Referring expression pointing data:

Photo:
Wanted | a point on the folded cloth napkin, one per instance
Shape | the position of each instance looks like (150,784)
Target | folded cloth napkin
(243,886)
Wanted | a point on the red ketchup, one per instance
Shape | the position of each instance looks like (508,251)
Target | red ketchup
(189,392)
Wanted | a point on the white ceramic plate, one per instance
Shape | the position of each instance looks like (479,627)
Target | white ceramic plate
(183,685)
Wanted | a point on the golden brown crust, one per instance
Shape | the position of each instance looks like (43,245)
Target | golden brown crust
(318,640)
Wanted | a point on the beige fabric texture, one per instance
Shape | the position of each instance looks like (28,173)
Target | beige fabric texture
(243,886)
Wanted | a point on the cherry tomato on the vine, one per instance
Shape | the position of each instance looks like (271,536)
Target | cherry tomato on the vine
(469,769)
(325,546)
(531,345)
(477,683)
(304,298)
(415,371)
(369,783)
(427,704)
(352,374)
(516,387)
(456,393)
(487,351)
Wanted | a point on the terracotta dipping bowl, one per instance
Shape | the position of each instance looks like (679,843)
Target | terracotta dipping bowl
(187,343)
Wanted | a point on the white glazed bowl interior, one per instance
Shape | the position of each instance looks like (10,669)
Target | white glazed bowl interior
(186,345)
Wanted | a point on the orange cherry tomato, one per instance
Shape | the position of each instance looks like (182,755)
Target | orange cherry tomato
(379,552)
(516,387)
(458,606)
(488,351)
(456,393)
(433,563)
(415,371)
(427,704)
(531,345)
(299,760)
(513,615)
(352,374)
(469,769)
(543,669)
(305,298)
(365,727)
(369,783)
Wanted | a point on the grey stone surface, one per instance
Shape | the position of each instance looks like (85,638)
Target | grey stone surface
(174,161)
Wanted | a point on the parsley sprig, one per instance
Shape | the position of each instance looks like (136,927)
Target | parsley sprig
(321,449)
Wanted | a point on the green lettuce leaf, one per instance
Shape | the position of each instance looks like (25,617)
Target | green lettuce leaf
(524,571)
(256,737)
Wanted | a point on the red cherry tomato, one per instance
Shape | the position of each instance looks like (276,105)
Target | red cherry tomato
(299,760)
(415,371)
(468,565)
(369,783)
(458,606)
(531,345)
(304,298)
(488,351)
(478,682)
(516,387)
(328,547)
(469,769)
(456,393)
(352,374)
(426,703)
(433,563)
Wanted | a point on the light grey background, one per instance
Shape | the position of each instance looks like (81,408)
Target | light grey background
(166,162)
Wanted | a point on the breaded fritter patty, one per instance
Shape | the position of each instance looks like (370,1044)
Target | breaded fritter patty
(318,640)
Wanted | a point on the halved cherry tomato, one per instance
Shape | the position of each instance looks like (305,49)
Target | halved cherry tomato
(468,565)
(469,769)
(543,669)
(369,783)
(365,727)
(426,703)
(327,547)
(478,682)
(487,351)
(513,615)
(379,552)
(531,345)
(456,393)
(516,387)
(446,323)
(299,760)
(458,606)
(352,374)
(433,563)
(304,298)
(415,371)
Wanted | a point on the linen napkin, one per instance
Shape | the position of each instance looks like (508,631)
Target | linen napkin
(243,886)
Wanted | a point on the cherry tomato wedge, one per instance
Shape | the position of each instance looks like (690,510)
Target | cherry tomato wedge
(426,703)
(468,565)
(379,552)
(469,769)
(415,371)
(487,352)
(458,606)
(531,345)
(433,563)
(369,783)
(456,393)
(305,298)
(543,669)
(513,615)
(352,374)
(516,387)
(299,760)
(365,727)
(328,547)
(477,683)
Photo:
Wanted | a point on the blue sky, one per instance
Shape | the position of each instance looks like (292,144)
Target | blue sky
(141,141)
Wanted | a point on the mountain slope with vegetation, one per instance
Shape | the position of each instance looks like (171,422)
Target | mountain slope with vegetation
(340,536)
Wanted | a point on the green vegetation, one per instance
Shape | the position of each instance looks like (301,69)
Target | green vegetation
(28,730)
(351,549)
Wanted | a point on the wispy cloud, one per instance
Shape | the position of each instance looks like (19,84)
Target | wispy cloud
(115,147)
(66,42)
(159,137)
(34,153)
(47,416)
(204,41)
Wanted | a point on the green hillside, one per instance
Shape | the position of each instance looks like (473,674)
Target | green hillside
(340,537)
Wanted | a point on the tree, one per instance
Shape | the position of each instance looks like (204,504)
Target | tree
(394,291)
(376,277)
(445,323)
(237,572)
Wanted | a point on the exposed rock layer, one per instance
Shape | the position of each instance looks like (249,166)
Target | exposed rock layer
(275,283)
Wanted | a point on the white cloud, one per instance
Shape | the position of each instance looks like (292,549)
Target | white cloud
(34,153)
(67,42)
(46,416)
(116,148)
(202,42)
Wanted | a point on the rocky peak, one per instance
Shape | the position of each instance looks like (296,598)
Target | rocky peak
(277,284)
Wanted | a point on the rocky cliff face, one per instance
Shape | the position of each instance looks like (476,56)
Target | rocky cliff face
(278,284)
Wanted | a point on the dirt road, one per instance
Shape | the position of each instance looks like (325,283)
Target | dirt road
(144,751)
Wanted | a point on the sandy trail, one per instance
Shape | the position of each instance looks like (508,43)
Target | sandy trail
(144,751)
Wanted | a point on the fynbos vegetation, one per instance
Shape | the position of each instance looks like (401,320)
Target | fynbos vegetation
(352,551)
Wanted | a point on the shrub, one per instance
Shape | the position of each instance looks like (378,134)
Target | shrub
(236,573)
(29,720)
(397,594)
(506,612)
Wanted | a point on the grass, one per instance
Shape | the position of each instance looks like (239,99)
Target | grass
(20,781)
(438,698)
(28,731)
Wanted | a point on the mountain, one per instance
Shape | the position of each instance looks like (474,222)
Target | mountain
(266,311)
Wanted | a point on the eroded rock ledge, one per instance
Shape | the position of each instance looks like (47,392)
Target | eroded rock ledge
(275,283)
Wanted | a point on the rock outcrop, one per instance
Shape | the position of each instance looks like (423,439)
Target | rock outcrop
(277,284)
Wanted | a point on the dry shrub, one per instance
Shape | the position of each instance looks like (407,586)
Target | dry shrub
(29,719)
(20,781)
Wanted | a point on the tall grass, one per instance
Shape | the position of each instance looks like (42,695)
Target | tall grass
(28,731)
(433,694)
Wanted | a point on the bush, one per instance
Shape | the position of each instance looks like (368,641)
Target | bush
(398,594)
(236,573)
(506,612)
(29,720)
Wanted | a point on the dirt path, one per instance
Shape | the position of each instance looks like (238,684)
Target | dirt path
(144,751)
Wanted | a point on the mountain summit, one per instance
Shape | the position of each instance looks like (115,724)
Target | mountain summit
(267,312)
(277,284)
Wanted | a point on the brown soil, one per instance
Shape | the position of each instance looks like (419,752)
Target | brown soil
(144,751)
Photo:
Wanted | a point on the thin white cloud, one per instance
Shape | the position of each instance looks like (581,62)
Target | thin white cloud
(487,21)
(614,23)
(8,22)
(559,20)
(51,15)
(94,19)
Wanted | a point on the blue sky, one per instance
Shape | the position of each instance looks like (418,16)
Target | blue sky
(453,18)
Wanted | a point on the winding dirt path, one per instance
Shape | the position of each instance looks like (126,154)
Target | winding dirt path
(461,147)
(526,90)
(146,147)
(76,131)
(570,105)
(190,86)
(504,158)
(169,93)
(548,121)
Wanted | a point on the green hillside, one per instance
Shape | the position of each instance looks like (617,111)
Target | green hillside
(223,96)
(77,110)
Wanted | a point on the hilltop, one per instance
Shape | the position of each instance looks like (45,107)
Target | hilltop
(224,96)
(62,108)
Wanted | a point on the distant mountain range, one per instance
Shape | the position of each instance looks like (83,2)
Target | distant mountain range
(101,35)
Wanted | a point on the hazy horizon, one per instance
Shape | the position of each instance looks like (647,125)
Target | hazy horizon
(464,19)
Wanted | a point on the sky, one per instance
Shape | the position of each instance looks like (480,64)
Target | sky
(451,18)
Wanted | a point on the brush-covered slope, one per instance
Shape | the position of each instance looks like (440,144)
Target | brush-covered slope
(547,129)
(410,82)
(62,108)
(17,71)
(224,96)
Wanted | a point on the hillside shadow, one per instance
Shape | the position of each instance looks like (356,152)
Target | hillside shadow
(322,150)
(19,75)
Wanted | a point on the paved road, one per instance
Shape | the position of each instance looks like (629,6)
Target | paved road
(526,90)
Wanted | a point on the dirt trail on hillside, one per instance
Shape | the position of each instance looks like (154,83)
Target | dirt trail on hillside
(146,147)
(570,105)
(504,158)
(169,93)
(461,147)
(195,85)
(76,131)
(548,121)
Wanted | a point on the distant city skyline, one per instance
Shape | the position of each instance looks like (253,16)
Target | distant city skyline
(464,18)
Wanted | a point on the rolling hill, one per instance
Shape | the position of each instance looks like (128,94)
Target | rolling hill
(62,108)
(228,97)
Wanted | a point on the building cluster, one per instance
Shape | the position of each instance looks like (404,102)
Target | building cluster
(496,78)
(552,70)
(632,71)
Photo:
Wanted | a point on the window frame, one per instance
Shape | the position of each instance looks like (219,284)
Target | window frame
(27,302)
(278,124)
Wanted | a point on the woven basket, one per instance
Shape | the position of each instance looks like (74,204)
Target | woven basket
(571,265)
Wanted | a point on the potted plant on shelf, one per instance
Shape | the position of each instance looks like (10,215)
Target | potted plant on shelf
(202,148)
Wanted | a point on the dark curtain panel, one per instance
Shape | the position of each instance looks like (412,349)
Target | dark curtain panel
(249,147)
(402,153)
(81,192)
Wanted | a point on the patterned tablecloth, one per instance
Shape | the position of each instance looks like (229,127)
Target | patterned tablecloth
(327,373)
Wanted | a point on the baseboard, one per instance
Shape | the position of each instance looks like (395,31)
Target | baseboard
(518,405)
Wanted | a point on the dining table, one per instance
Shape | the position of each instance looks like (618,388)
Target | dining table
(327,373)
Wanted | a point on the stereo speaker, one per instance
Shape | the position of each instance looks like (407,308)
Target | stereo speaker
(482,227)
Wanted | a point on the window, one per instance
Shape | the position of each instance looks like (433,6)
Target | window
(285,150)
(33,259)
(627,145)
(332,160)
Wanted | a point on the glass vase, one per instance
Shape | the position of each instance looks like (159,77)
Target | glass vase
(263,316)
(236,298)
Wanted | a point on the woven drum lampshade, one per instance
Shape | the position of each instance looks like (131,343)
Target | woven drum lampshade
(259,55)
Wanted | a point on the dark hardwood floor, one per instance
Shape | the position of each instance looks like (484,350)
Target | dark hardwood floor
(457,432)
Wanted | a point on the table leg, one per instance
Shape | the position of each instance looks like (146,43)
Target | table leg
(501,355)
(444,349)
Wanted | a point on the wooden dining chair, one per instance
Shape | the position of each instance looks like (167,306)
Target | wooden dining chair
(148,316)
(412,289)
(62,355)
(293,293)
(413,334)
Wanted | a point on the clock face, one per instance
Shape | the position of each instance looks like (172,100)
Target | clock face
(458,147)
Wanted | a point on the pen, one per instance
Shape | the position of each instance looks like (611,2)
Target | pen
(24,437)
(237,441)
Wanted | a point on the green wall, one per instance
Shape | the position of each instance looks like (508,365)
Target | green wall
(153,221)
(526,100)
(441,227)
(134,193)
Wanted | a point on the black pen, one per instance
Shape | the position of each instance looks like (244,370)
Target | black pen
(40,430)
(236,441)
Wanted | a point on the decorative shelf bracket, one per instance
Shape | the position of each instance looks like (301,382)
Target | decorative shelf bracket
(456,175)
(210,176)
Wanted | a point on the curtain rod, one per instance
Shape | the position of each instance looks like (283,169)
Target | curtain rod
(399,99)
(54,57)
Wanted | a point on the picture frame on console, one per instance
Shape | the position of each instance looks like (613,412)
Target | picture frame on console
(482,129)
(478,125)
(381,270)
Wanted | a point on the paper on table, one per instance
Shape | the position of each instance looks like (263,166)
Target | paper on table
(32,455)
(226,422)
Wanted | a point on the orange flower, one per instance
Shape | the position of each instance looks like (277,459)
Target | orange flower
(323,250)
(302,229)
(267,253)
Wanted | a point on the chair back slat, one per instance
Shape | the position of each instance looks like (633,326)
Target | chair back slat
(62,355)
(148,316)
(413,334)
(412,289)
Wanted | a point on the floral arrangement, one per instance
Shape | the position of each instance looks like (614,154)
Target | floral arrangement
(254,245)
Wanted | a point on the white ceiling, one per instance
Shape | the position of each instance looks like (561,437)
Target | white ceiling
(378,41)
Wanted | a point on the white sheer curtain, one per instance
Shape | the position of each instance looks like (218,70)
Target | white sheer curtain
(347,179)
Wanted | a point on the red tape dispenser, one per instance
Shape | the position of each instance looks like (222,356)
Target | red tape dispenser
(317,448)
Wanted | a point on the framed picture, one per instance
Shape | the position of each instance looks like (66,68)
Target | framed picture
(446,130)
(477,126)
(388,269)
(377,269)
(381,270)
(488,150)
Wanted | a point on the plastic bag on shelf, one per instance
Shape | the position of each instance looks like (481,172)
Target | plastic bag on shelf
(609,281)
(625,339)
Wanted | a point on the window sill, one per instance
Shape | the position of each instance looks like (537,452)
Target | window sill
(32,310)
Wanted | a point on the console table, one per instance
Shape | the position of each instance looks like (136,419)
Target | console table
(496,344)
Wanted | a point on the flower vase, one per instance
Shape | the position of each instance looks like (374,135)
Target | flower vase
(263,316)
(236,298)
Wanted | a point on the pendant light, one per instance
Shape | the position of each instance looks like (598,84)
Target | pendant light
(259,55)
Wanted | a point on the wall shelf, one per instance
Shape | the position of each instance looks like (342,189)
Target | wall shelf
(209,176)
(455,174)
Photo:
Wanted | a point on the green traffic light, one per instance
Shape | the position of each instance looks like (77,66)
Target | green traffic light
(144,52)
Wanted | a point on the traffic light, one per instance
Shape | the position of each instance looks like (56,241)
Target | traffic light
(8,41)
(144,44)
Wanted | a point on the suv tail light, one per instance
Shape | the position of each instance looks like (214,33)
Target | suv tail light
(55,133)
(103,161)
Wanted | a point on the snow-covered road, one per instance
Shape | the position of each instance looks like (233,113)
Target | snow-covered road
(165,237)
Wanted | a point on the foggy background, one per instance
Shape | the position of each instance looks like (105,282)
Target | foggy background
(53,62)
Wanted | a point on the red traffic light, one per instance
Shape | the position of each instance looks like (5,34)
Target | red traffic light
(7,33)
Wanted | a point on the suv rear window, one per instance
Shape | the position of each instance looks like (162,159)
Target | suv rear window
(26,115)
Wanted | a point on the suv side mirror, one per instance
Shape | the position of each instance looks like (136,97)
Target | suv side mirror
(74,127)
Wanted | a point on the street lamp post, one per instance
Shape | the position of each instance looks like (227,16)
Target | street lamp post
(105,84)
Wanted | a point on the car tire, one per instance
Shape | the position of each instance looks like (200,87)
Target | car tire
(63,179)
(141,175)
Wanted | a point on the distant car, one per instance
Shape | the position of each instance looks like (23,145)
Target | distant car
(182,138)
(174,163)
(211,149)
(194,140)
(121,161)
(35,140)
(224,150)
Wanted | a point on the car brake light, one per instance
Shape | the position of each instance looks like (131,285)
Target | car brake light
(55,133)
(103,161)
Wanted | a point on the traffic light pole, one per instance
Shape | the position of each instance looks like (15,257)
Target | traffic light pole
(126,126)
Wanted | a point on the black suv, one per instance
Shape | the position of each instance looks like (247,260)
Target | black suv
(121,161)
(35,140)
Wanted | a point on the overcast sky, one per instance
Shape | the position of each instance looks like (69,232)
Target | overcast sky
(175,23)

# Your assignment:
Take exactly the lines from the one containing "Wanted | a point on the white ceramic" through the one containing "Wanted | a point on the golden" in the data above, and output them with nothing added.

# Output of the exercise:
Wanted | a point on the white ceramic plate, one per instance
Shape | the position of each instance looks like (479,627)
Target | white ceramic plate
(183,685)
Wanted | a point on the golden brown crust, one per instance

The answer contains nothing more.